==== Provided data
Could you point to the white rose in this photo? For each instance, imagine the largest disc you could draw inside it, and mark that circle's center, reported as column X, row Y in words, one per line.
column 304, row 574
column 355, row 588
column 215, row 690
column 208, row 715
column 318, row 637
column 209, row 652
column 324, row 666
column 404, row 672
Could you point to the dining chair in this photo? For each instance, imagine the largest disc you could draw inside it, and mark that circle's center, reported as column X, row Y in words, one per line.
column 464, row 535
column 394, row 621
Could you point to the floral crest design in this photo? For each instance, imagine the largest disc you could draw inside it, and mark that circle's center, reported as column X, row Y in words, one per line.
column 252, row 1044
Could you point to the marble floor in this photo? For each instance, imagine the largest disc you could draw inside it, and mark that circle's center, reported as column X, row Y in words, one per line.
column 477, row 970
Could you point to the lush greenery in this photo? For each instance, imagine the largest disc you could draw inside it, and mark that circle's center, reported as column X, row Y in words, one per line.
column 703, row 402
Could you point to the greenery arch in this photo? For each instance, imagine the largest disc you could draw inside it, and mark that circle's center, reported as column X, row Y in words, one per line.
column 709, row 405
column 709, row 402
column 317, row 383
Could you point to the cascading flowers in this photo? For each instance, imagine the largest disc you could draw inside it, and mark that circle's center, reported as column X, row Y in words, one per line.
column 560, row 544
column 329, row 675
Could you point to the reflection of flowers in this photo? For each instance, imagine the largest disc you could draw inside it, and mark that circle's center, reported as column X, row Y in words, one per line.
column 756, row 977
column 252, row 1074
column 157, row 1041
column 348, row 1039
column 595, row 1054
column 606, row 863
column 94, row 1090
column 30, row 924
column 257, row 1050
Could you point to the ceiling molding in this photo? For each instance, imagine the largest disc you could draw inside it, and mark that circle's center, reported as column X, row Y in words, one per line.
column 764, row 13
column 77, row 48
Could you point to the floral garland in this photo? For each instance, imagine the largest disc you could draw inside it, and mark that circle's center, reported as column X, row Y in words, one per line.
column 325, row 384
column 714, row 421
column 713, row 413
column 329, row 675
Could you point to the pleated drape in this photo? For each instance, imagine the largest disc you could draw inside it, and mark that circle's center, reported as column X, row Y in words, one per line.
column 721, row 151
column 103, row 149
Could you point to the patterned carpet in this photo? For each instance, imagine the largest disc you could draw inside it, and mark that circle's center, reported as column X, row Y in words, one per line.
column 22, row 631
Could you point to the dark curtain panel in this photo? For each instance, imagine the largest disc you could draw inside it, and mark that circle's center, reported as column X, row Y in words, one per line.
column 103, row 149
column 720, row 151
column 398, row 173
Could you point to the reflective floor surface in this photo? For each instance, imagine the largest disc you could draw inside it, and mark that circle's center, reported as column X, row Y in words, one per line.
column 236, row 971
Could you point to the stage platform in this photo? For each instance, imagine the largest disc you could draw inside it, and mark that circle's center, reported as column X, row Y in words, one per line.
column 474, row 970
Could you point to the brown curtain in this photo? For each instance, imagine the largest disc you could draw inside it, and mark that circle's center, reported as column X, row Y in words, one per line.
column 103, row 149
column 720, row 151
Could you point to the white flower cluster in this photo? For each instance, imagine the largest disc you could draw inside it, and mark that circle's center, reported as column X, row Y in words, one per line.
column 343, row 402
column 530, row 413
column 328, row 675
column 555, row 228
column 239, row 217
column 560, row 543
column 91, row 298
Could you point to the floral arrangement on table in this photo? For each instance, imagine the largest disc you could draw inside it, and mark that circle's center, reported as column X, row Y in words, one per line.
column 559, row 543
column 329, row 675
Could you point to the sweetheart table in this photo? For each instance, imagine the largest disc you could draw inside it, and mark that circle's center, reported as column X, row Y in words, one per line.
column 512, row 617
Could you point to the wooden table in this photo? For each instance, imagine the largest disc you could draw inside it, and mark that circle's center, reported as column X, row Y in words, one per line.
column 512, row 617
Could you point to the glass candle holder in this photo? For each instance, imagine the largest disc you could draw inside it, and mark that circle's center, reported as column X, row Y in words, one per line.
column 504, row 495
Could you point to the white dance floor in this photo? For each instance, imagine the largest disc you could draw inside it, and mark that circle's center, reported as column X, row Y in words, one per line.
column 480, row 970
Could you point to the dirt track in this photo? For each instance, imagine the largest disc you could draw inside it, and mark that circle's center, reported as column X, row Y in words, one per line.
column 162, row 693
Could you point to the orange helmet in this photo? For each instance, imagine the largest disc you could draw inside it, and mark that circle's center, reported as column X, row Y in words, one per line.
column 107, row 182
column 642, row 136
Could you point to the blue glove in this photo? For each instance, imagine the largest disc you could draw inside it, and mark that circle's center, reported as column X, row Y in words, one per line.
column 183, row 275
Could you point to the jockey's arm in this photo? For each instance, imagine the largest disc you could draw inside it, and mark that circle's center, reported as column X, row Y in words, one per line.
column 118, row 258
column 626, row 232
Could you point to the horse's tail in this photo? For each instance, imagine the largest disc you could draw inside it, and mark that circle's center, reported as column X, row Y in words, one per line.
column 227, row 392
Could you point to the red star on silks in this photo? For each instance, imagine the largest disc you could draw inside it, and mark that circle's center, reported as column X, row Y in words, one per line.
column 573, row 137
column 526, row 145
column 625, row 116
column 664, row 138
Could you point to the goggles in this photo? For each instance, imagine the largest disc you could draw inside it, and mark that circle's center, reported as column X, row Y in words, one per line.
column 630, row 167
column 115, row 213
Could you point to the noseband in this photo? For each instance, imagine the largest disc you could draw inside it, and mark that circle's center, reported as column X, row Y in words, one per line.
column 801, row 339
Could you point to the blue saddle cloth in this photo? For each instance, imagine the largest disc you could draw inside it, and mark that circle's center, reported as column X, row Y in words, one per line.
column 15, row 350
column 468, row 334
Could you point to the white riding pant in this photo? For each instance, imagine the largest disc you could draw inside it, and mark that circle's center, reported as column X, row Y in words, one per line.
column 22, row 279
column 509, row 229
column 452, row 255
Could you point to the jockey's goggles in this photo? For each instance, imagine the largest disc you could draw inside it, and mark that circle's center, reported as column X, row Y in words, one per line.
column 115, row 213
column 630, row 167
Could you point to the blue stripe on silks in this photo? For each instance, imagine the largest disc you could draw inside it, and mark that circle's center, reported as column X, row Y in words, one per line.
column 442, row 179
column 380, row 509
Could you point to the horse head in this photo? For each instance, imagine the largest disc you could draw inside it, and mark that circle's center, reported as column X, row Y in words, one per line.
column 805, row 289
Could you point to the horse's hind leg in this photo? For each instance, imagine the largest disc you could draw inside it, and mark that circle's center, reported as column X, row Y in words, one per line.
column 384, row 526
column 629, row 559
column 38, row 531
========
**Set problem:**
Write out every line exactly as it stands.

**Final result:**
Could you point to the white rose in this photo? For each instance, imagine the largest disc you could draw inside it, and mark that circle's center, reported as column X, row Y in words, one per line.
column 304, row 574
column 355, row 588
column 215, row 690
column 208, row 715
column 318, row 637
column 209, row 652
column 324, row 666
column 404, row 672
Could you point to the dining chair in this photo? For each instance, imagine the largest disc you could draw inside it, and mark that circle's center, reported as column X, row Y in words, one per line.
column 464, row 535
column 394, row 621
Could you point to the floral crest design in this photo? For each instance, imagine the largest disc you could draw inside it, and mark that circle's center, reported as column X, row Y in words, one per line.
column 252, row 1044
Could you point to the marble floor in this photo? For each instance, imagine the largest disc you could draw inside it, and mark that circle's center, reported as column X, row Y in words, one per line.
column 477, row 970
Could you point to the lush greenery in this photo? For each instance, imagine the largest disc you could draw inside it, and mark that circle's center, reported as column X, row Y in words, one per line.
column 703, row 402
Could you point to the greenery arch in this photo? For each instance, imagine the largest disc you could draw inside it, and mark that circle's center, reported as column X, row Y in words, one per line.
column 709, row 405
column 709, row 402
column 317, row 383
Could you point to the cascading flowers in this photo? For each instance, imagine the largest disc you could draw inside it, and mark that circle's center, reported as column X, row Y in words, one per line.
column 560, row 544
column 329, row 675
Could you point to the reflection of flowers in this photo? For each instance, imagine the largest disc you could draw inside it, and mark that circle's center, reported as column X, row Y in words, one per line.
column 756, row 977
column 252, row 1074
column 157, row 1041
column 348, row 1039
column 595, row 1054
column 606, row 863
column 94, row 1090
column 30, row 924
column 257, row 1050
Could you point to the ceiling molding in this photo? For each instance, imagine the largest disc you could draw inside it, and mark that circle's center, reported as column X, row Y in words, one per line.
column 764, row 13
column 77, row 48
Could you point to the floral garland in this photo? For each instance, imagine the largest disc you could draw inside it, and mark that circle's center, reported as column X, row Y in words, one per line.
column 325, row 384
column 714, row 421
column 713, row 413
column 329, row 675
Could you point to the pleated drape in this photo? For each instance, imagine the largest disc you could draw inside it, and mark that circle's center, reported as column X, row Y in words, one per line.
column 721, row 151
column 103, row 149
Could you point to the patterned carpet in this photo? For each instance, imagine the largest disc you could draw inside it, and mark that circle's center, reported as column X, row Y in words, one per line.
column 22, row 631
Could you point to the dark curtain panel in this photo? For each instance, imagine the largest disc you could draw inside it, and mark that circle's center, reported as column X, row Y in words, one per line.
column 103, row 149
column 720, row 151
column 398, row 173
Could you point to the reflective floor surface in this photo? For each instance, imagine the largest disc you could draw inside it, and mark that circle's center, reported as column X, row Y in words, one per line.
column 236, row 971
Could you point to the stage platform in this photo? For each instance, imagine the largest disc you could draw inside it, and mark that circle's center, reported as column X, row Y in words, one per line.
column 474, row 970
Could you point to the brown curtain in this photo? For each instance, imagine the largest disc you could draw inside it, and mark that circle's center, reported as column X, row Y in words, one per line.
column 103, row 149
column 720, row 151
Could you point to the white flower cluster in this photo? For each instance, imagine the largest disc you could draw inside it, and mark that circle's center, reported as column X, row Y in words, one per line.
column 343, row 402
column 530, row 413
column 328, row 675
column 555, row 228
column 239, row 217
column 560, row 543
column 91, row 298
Could you point to the floral arrangement on table in this photo? For each instance, imagine the largest disc you could draw inside it, and mark that circle's center, reported as column X, row Y in words, one per line.
column 559, row 543
column 329, row 675
Could you point to the sweetheart table in this photo? For each instance, imagine the largest disc you could draw inside it, and mark that circle's center, reported as column X, row Y in words, one per line.
column 512, row 617
Could you point to the wooden table in this photo? For each instance, imagine the largest disc you could draw inside it, and mark that circle's center, reported as column X, row Y in words, one per line.
column 512, row 617
Could you point to the glass candle holder in this photo? For each instance, imagine the largest disc you could draw inside it, and mark that circle's center, reported as column X, row Y in words, one per line.
column 504, row 495
Could you point to the white dance floor in this photo? For each instance, imagine the largest disc you could draw inside it, and mark that circle's center, reported as column X, row Y in words, one per line.
column 480, row 970
Could you point to the dirt track in this photo? For each instance, imagine the largest disc you could draw inside it, and mark that circle's center, reported as column X, row Y in words, one per line.
column 162, row 693
Could you point to the orange helmet in this photo? For each instance, imagine the largest disc you could draw inside it, and mark that circle's center, reported as column X, row Y in words, one per line.
column 107, row 182
column 642, row 136
Could you point to the blue glove in this photo? For each instance, imagine the largest disc you could draw inside it, and mark that circle's center, reported as column X, row Y in words, one per line.
column 183, row 275
Could you point to the jockey's arm in this photo? For each instance, imagine the largest disc you could draw inside it, and mark that circle's center, reported as column X, row Y in words, one per line.
column 118, row 258
column 626, row 232
Could you point to the horse's tail in this photo? For each instance, imagine the largest disc you could draw inside it, and mark that circle's center, reported as column X, row Y in words, one per line.
column 227, row 392
Could you point to the red star on silks in this photo? For each instance, imagine the largest disc you could draw inside it, and mark that circle's center, reported as column X, row Y in words, one per line.
column 573, row 137
column 526, row 145
column 625, row 116
column 664, row 138
Could you point to the goggles in this photo? For each instance, imagine the largest disc you could draw inside it, and mark that circle's center, reported as column X, row Y in words, one per line.
column 630, row 167
column 115, row 213
Could you point to the noseband in this photo? For each instance, imagine the largest disc you could draw inside it, and mark that circle's center, reported as column X, row Y in words, one per line.
column 801, row 339
Could you point to the blue saddle cloth in this photo? For each instance, imagine the largest disc you could draw inside it, and mark that circle's center, reported as column X, row Y in words, one per line.
column 15, row 350
column 468, row 334
Could you point to the white riding pant in this photo? For each instance, imagine the largest disc you could draw inside it, and mark that circle's center, reported as column X, row Y in words, one per line.
column 22, row 279
column 509, row 229
column 452, row 255
Could you point to the jockey's goggles in this photo? For each instance, imagine the largest disc you could draw inside it, and mark that circle's center, reported as column X, row Y in words, one per line.
column 115, row 213
column 630, row 167
Could you point to the blue stripe on silks in this photo? For each instance, imagine the largest disc you could draw inside it, and mark that circle's center, reported as column X, row Y in words, one per line.
column 442, row 179
column 380, row 509
Could you point to the horse head in this photo? For each instance, imagine the largest disc you could draw inside it, and mark that circle's center, reported as column X, row Y in words, one per line.
column 805, row 289
Could you point to the horse's hind leg in this photo? For each instance, imagine the largest disc you could draw inside it, and mark that circle's center, reported as column X, row Y in words, one per line.
column 384, row 526
column 629, row 559
column 38, row 531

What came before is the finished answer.